### What you have to do
Find the line that contains "For every instance of the sepia" in the entries below. Output it and each later line exactly, and nothing else.

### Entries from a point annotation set

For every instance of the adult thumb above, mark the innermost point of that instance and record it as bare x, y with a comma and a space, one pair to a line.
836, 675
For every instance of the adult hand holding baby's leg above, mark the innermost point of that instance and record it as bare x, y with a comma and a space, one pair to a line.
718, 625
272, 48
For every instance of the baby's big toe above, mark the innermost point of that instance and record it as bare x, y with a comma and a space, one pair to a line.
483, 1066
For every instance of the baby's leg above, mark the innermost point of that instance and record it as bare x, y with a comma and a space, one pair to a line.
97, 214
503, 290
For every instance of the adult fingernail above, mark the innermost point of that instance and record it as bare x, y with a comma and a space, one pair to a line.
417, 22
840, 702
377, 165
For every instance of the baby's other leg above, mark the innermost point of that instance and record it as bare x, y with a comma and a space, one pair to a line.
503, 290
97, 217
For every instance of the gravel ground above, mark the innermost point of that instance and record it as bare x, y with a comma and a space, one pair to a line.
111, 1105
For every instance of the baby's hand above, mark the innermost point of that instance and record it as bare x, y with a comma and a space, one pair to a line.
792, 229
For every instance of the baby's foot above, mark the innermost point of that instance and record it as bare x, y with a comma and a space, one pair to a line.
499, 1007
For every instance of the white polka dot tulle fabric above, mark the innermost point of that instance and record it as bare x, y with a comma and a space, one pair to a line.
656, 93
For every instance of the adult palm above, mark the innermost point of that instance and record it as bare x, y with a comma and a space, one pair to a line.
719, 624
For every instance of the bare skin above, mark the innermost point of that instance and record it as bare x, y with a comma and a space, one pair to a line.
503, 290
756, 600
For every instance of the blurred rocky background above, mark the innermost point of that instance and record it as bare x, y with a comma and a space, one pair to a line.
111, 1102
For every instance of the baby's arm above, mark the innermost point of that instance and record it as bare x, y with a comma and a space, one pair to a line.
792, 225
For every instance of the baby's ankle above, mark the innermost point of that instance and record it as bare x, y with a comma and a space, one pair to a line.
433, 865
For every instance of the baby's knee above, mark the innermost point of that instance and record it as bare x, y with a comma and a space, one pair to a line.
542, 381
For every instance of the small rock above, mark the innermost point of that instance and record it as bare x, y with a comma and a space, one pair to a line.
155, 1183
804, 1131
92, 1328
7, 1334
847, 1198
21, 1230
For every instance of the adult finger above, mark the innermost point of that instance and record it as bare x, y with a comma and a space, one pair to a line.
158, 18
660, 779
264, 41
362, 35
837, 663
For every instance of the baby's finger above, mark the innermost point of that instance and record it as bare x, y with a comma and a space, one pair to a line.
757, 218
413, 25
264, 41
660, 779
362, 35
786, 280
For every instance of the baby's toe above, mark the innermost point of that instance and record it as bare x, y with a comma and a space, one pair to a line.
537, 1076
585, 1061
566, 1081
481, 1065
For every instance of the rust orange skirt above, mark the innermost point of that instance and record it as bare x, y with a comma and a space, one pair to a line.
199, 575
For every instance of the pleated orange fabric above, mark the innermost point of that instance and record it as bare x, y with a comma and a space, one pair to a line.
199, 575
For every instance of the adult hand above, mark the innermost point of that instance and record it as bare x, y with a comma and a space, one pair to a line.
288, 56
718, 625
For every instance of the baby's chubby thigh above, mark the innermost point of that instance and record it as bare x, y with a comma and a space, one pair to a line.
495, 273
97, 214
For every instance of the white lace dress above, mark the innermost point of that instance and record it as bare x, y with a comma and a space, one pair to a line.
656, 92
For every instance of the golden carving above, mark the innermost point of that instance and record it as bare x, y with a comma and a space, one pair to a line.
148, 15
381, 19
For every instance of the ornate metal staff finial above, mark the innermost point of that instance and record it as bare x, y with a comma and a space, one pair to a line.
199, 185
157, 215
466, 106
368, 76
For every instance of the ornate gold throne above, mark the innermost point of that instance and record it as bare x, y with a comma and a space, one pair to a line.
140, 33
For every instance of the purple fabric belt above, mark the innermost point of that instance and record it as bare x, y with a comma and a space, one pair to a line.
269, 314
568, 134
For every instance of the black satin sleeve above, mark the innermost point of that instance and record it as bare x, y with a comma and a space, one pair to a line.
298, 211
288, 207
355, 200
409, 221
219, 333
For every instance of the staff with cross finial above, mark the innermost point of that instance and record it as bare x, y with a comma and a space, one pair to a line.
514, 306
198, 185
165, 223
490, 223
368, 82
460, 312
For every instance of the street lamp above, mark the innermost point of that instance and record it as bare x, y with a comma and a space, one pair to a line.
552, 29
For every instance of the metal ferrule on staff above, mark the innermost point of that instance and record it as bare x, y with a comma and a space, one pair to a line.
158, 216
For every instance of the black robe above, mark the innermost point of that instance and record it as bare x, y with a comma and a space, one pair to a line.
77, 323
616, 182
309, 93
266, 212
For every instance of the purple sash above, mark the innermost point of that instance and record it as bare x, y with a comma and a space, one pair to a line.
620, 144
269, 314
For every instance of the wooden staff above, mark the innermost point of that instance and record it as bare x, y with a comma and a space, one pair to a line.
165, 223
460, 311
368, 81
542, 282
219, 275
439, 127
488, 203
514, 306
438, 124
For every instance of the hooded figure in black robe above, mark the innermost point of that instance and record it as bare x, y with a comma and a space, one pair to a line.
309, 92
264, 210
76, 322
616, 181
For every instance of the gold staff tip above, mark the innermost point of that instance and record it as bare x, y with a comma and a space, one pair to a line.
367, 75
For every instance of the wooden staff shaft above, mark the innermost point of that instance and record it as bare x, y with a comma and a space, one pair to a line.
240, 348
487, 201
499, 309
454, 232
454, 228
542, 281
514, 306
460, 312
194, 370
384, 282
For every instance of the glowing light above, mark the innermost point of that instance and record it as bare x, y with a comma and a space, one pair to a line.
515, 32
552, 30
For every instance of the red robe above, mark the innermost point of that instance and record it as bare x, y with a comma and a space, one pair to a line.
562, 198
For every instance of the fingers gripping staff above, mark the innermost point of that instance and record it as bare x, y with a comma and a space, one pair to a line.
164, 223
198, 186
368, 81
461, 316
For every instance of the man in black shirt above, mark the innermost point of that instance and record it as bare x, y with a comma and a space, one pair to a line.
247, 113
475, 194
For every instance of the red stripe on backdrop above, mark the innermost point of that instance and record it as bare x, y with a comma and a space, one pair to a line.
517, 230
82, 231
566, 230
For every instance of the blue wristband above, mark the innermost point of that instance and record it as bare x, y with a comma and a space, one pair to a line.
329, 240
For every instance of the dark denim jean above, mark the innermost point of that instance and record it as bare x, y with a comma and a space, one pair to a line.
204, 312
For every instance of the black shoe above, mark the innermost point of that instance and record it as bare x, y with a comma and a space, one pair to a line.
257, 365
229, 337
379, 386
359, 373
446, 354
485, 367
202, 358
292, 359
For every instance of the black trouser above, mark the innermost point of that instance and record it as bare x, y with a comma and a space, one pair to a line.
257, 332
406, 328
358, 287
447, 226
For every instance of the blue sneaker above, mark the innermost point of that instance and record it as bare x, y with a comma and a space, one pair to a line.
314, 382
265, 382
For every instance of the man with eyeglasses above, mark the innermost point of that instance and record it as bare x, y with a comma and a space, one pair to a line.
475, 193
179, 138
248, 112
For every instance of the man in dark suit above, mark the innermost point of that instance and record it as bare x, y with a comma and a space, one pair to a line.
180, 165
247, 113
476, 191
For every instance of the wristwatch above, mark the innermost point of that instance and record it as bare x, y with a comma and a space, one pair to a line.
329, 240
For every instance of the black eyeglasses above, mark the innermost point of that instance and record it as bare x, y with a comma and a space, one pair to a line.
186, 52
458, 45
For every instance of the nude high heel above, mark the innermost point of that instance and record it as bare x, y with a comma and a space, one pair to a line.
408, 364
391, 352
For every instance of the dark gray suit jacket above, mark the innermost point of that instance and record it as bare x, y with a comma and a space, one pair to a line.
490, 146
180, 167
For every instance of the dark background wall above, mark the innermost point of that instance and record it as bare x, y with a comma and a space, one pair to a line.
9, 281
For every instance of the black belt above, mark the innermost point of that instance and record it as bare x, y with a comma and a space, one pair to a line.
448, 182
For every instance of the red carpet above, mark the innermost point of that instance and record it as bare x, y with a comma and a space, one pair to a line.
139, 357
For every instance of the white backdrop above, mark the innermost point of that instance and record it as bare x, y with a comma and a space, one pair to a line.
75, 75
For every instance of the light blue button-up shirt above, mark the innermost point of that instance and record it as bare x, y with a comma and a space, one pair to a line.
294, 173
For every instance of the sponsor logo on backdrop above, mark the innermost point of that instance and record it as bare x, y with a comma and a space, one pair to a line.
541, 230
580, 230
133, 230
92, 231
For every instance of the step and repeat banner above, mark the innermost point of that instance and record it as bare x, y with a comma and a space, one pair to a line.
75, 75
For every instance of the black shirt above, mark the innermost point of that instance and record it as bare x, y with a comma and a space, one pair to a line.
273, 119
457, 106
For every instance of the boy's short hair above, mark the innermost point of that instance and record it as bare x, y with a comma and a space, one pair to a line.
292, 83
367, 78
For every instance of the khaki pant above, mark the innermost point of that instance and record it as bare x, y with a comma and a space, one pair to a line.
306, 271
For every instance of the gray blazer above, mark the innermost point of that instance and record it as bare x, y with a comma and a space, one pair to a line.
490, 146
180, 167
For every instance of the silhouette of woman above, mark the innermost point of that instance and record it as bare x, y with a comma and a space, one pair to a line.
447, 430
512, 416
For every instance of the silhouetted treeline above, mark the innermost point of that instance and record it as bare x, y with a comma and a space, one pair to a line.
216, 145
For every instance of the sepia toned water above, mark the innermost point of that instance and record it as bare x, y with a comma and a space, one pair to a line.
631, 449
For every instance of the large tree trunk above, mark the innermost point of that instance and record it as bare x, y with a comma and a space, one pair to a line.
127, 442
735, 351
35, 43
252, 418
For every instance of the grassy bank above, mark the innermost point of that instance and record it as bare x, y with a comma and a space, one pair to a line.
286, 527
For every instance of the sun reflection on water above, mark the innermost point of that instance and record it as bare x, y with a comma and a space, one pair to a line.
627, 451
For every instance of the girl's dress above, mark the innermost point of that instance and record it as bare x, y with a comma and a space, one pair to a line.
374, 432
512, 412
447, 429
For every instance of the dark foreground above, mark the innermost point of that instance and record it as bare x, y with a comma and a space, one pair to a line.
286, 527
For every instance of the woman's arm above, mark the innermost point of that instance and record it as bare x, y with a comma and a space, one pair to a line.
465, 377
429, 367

### The solution
For every instance of the sepia toned water above, mark the innermost point of that instance and record it as bare x, y with a comma and a space, one pair to a line.
631, 449
For every instance of the large tree trunk above, mark the innermost point of that instance and record it as bare x, y with a comma and a space, one pair to a line.
127, 442
735, 351
35, 43
252, 418
For every instance of the grassy bank above, mark the innermost point of that instance and record it as bare x, y with a comma and a space, one pair to a line.
286, 527
For every instance of the sun reflection on water above, mark the innermost point of that instance and record it as bare x, y with a comma and a space, one pair to a line.
627, 451
For every instance of the girl's dress above, mark the innermost point of that instance and record it as bare x, y with a comma and a space, one pair to a line.
374, 432
512, 412
447, 429
For every instance of the dark foreground above, mark the innermost point of that instance and record it as bare x, y with a comma and a space, one pair to a line.
286, 527
For every instance of the woman's arm above, mark the innermost point of that instance and record it as bare x, y with a comma and a space, one pair to a line.
465, 377
429, 367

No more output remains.